◆ What the exercise asks:
Would you return exactly the lines running from the one with "# pick out the boat window, one" to the bottom of the listing below, and no others?

◆ Supplied entries:
*****
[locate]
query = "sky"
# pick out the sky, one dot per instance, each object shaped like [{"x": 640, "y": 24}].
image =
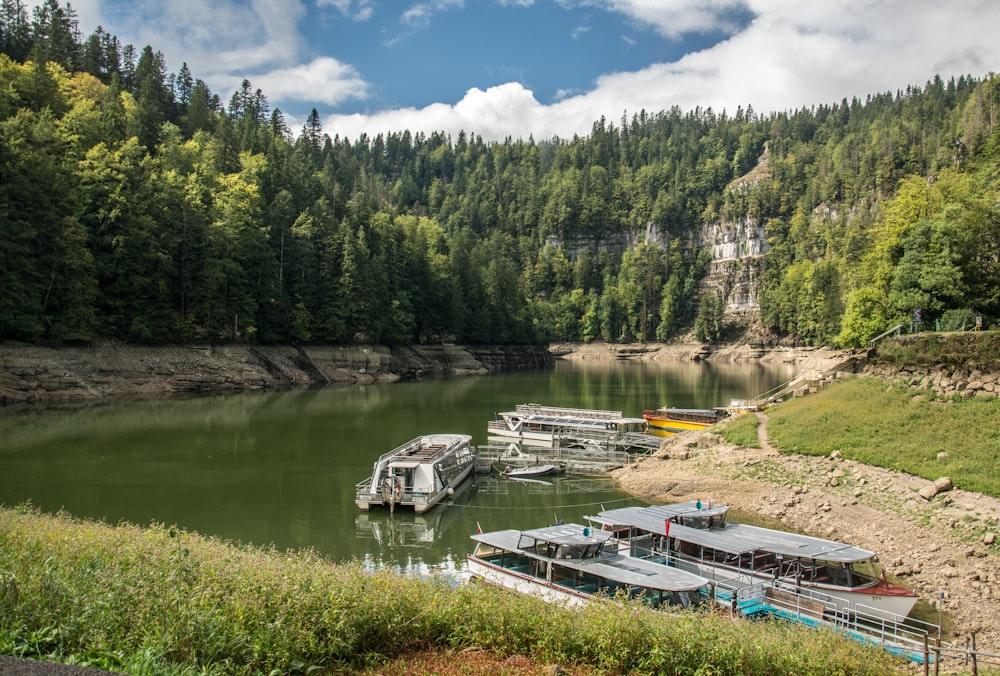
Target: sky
[{"x": 546, "y": 68}]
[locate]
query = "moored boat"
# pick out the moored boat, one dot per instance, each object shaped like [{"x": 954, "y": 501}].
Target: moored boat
[
  {"x": 666, "y": 421},
  {"x": 567, "y": 563},
  {"x": 698, "y": 538},
  {"x": 551, "y": 426},
  {"x": 533, "y": 470},
  {"x": 419, "y": 474}
]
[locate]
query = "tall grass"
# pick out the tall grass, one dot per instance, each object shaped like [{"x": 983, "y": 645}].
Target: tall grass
[
  {"x": 886, "y": 425},
  {"x": 740, "y": 430},
  {"x": 160, "y": 601}
]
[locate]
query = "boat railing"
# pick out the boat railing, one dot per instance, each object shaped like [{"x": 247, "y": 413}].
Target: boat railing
[
  {"x": 496, "y": 426},
  {"x": 539, "y": 409}
]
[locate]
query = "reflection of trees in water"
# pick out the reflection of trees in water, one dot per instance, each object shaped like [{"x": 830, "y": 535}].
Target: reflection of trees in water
[{"x": 557, "y": 485}]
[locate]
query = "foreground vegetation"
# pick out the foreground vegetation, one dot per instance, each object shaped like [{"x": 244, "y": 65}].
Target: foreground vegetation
[
  {"x": 889, "y": 425},
  {"x": 160, "y": 601}
]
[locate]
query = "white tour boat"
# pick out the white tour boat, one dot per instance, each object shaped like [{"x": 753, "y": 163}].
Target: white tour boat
[
  {"x": 698, "y": 538},
  {"x": 419, "y": 474},
  {"x": 551, "y": 427},
  {"x": 566, "y": 563}
]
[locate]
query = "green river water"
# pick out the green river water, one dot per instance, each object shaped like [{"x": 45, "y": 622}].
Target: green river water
[{"x": 280, "y": 468}]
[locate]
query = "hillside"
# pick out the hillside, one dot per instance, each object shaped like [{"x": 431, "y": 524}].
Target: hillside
[{"x": 138, "y": 207}]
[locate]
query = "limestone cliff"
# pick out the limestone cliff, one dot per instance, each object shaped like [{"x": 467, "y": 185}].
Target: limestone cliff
[{"x": 738, "y": 246}]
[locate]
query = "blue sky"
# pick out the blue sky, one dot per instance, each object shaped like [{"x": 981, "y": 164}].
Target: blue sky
[{"x": 547, "y": 68}]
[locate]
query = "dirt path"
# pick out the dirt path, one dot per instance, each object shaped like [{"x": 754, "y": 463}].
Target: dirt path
[{"x": 945, "y": 545}]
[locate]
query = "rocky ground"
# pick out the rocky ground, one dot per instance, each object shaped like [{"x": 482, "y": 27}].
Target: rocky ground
[{"x": 942, "y": 545}]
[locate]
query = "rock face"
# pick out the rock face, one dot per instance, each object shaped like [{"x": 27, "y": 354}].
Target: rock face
[
  {"x": 739, "y": 247},
  {"x": 30, "y": 375},
  {"x": 941, "y": 381}
]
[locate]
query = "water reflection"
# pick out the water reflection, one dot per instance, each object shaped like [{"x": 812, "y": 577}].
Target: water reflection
[{"x": 280, "y": 468}]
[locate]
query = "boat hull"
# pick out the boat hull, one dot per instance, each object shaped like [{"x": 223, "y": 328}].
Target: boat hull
[
  {"x": 419, "y": 474},
  {"x": 884, "y": 601},
  {"x": 524, "y": 584}
]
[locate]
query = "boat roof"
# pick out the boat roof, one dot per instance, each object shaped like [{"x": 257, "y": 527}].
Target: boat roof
[
  {"x": 711, "y": 412},
  {"x": 734, "y": 538},
  {"x": 576, "y": 421},
  {"x": 426, "y": 448},
  {"x": 621, "y": 569}
]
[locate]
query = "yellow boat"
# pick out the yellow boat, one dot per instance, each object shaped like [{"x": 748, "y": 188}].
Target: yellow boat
[{"x": 667, "y": 421}]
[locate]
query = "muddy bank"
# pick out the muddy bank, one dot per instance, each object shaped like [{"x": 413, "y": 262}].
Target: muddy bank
[
  {"x": 945, "y": 544},
  {"x": 38, "y": 375}
]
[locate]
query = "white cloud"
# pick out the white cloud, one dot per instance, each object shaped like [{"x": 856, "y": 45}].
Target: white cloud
[
  {"x": 321, "y": 81},
  {"x": 791, "y": 55},
  {"x": 419, "y": 14},
  {"x": 677, "y": 17},
  {"x": 358, "y": 10}
]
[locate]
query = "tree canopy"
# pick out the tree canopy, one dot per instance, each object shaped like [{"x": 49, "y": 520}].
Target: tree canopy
[{"x": 135, "y": 205}]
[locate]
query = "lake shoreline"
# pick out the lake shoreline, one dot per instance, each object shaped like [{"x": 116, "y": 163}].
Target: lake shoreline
[{"x": 38, "y": 375}]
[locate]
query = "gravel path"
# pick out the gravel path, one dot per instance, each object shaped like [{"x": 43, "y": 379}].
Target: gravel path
[{"x": 946, "y": 544}]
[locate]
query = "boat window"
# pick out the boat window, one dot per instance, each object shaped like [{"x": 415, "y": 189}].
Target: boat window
[
  {"x": 703, "y": 521},
  {"x": 865, "y": 572},
  {"x": 830, "y": 572},
  {"x": 570, "y": 552}
]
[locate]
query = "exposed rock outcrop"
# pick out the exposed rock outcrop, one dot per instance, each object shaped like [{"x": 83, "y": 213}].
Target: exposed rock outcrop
[{"x": 36, "y": 375}]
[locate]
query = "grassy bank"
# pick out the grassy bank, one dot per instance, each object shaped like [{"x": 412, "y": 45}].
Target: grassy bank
*****
◆ Answer space:
# pick out the boat window, one dot per instance, each object shaped like [{"x": 415, "y": 189}].
Target: boat window
[
  {"x": 703, "y": 521},
  {"x": 865, "y": 572},
  {"x": 830, "y": 572},
  {"x": 570, "y": 552}
]
[locate]
query = "exposed rock outcrop"
# pick out the exposed rock outcrop, one dot per instance, each object shaped like [{"x": 83, "y": 213}].
Target: exposed rock outcrop
[{"x": 36, "y": 375}]
[locate]
query = "grassy bank"
# pick out the grassy bank, one dot per instance, each object shaped like [{"x": 412, "y": 45}].
Target: grassy bank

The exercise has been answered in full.